*TASK TO CARRY OUT*. Please return all lines of the data below containing the string "standing".

**********

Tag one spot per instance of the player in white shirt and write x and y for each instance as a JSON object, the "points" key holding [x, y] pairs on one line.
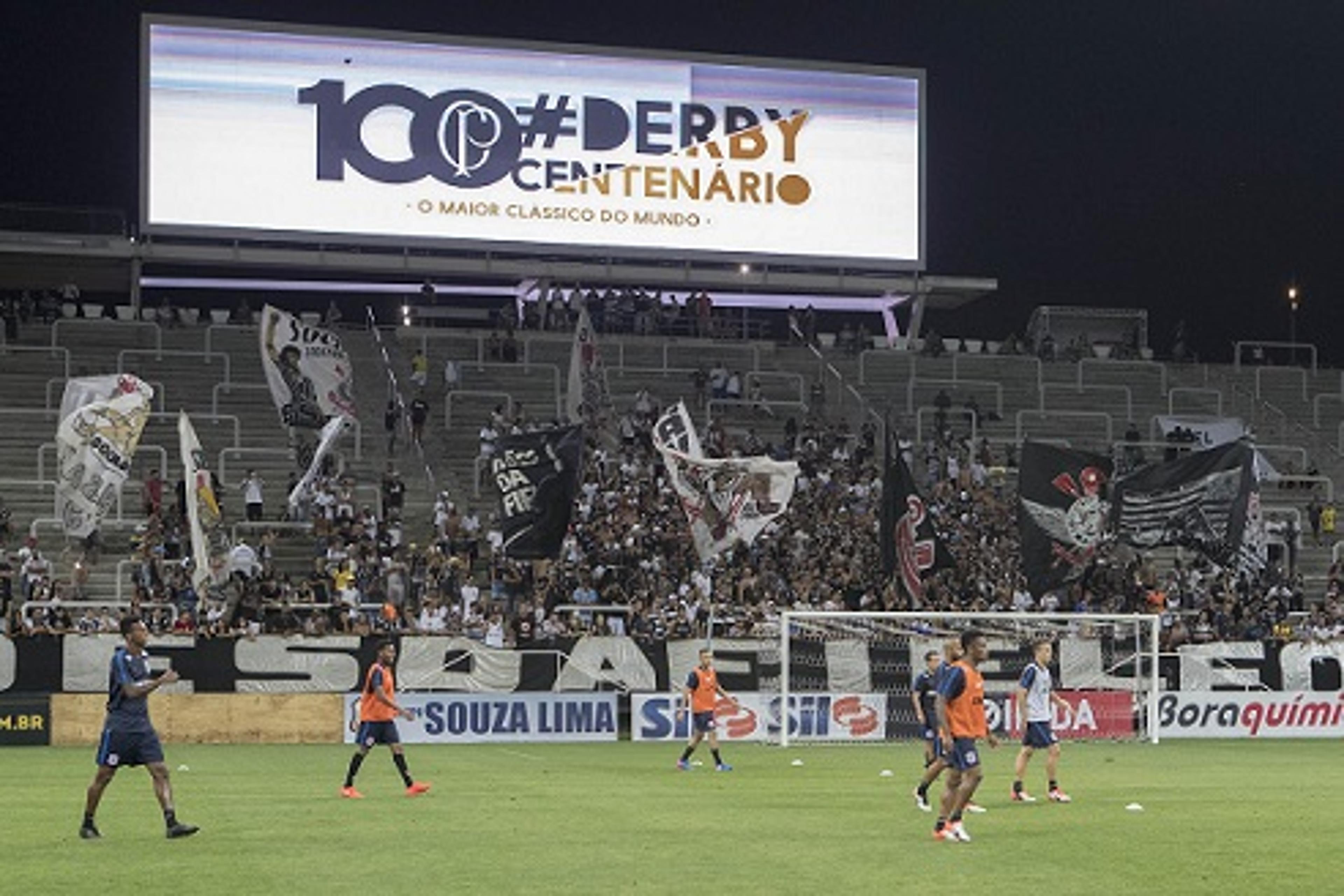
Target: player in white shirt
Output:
{"points": [[1035, 706]]}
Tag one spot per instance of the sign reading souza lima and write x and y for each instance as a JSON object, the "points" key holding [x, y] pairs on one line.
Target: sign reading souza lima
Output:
{"points": [[460, 718], [273, 128]]}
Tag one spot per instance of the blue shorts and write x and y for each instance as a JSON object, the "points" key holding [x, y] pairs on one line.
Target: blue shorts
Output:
{"points": [[964, 754], [377, 733], [119, 749], [1038, 734]]}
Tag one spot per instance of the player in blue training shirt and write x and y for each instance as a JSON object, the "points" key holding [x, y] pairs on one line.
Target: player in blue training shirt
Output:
{"points": [[1035, 703], [128, 739]]}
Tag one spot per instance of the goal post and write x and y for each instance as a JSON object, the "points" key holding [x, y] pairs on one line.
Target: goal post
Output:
{"points": [[1105, 665]]}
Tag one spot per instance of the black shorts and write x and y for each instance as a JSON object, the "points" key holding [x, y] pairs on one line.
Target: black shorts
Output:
{"points": [[119, 749], [377, 733]]}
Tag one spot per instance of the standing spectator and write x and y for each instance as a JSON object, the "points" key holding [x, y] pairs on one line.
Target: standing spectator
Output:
{"points": [[152, 493], [394, 491], [392, 422], [252, 489], [420, 370], [420, 413], [1314, 516]]}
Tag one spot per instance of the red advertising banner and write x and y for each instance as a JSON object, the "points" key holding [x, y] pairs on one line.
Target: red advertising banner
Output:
{"points": [[1092, 715]]}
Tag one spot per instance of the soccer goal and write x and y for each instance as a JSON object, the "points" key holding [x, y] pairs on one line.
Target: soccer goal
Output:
{"points": [[850, 676]]}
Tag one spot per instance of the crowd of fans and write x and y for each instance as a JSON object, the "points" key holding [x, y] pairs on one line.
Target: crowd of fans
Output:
{"points": [[628, 566]]}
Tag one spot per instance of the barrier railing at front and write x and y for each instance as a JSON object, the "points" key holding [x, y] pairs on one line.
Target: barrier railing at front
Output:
{"points": [[29, 606]]}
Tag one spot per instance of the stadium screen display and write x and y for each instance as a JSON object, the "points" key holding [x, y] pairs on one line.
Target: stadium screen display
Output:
{"points": [[413, 139]]}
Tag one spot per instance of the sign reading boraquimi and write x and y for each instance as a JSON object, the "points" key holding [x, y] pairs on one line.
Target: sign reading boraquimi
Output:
{"points": [[262, 128]]}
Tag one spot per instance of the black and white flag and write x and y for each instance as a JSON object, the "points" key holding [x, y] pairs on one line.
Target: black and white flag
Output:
{"points": [[1208, 502], [538, 477]]}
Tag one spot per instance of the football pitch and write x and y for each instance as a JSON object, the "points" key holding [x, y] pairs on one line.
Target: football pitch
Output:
{"points": [[1227, 817]]}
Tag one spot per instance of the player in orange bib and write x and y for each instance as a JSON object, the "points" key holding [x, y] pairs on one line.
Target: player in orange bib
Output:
{"points": [[378, 713], [702, 691], [961, 721]]}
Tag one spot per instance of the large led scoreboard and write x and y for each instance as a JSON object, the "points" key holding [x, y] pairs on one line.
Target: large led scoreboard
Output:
{"points": [[378, 138]]}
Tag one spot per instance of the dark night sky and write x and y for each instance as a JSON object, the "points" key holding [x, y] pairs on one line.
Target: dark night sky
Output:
{"points": [[1182, 156]]}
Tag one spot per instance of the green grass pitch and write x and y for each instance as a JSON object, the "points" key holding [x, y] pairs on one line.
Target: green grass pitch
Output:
{"points": [[1219, 817]]}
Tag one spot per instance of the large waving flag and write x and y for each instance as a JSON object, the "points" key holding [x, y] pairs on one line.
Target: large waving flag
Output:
{"points": [[101, 421], [726, 500], [307, 369], [587, 398], [910, 546], [209, 543], [1062, 512], [538, 477], [1208, 502]]}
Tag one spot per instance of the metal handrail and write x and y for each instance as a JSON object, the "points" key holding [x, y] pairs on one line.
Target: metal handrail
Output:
{"points": [[1119, 363], [160, 354], [53, 351], [448, 402], [1078, 390], [1191, 390], [49, 404], [1238, 346], [915, 381], [1260, 373], [1040, 414], [94, 322]]}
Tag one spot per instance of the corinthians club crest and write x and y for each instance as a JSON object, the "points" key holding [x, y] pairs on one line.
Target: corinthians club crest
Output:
{"points": [[1077, 530]]}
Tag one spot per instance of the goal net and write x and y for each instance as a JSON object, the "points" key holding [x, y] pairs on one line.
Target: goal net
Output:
{"points": [[850, 676]]}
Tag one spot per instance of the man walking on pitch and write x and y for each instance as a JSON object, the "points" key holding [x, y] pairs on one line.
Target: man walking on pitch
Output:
{"points": [[378, 713], [961, 722], [925, 698], [702, 691], [1035, 699], [128, 739]]}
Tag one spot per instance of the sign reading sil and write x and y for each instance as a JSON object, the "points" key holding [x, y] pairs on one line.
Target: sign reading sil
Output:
{"points": [[812, 716], [269, 128]]}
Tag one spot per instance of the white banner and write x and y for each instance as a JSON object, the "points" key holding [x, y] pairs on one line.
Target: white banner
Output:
{"points": [[209, 545], [332, 432], [812, 716], [726, 500], [1256, 714], [502, 718], [307, 369], [100, 428], [1210, 432], [272, 128]]}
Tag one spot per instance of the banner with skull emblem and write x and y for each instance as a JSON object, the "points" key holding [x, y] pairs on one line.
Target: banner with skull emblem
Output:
{"points": [[1062, 514]]}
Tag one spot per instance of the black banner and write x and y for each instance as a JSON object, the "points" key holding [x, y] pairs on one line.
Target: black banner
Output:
{"points": [[1062, 512], [538, 476], [1199, 502], [910, 546], [25, 721]]}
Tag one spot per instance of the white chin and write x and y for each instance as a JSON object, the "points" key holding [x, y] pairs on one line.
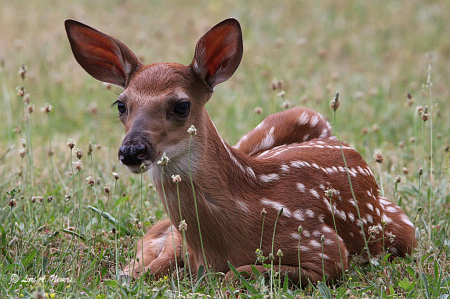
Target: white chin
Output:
{"points": [[139, 169]]}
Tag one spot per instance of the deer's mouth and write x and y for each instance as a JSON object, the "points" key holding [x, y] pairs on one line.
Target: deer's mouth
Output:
{"points": [[137, 156]]}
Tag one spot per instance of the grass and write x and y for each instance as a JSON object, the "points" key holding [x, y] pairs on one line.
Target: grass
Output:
{"points": [[374, 53]]}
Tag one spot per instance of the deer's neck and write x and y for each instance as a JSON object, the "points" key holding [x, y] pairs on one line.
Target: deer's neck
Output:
{"points": [[211, 187]]}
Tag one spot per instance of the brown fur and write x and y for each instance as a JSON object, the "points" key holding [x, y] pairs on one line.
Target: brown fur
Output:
{"points": [[288, 162]]}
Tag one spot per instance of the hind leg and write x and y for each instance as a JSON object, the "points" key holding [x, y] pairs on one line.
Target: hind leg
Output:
{"points": [[399, 233], [155, 251], [313, 261]]}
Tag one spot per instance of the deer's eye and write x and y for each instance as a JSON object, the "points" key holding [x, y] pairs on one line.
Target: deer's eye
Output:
{"points": [[182, 109], [121, 107]]}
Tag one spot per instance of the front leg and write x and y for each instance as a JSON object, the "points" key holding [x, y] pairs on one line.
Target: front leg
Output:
{"points": [[155, 251]]}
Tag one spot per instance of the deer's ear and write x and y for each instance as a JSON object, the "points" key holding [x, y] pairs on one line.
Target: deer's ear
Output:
{"points": [[102, 56], [219, 52]]}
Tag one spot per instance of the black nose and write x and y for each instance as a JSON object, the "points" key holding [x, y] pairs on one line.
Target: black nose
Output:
{"points": [[132, 154]]}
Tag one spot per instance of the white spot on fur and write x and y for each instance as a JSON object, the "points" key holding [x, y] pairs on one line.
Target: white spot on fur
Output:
{"points": [[316, 233], [250, 171], [266, 142], [391, 209], [301, 187], [386, 219], [295, 236], [406, 219], [351, 217], [242, 206], [314, 121], [314, 193], [314, 243], [284, 168], [324, 133], [277, 206], [341, 214], [299, 215], [328, 241], [266, 178], [326, 229], [303, 119], [309, 213]]}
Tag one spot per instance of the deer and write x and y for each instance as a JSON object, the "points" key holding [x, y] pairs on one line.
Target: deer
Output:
{"points": [[283, 168]]}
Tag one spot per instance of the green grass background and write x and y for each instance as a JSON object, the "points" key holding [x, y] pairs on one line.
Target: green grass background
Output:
{"points": [[373, 52]]}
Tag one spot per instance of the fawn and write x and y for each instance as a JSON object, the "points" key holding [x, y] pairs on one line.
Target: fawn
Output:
{"points": [[287, 162]]}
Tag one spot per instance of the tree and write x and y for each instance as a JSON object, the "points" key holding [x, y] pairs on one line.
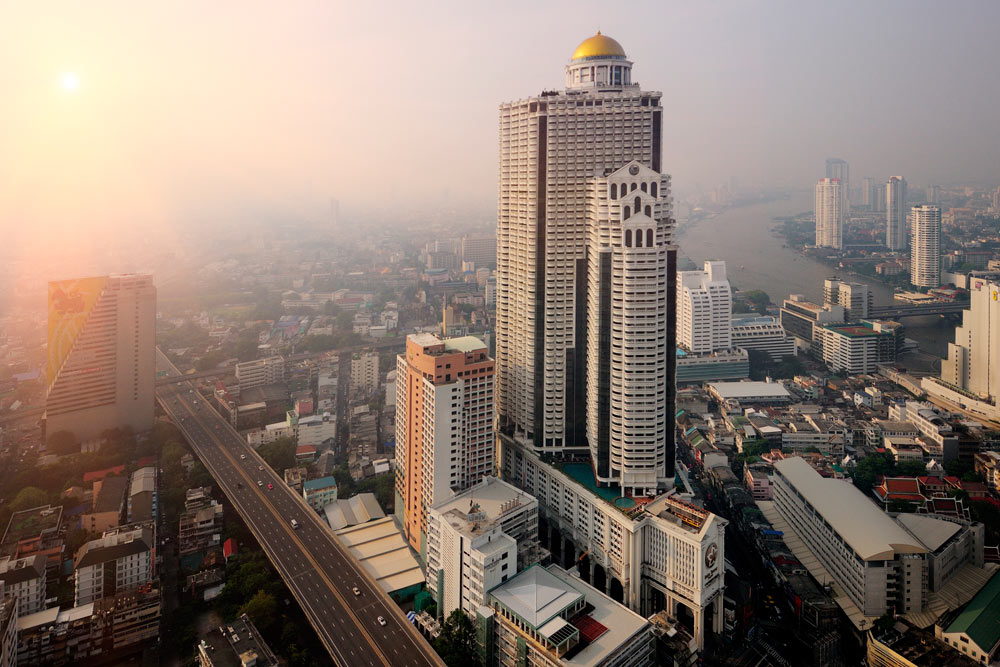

**********

*REPLY TO THE EXERCISE*.
Tag one spot per instance of the standing spectator and write x and y for each instance as a JSON object, the "points" key holding [x, y] pairs on one line.
Target: standing spectator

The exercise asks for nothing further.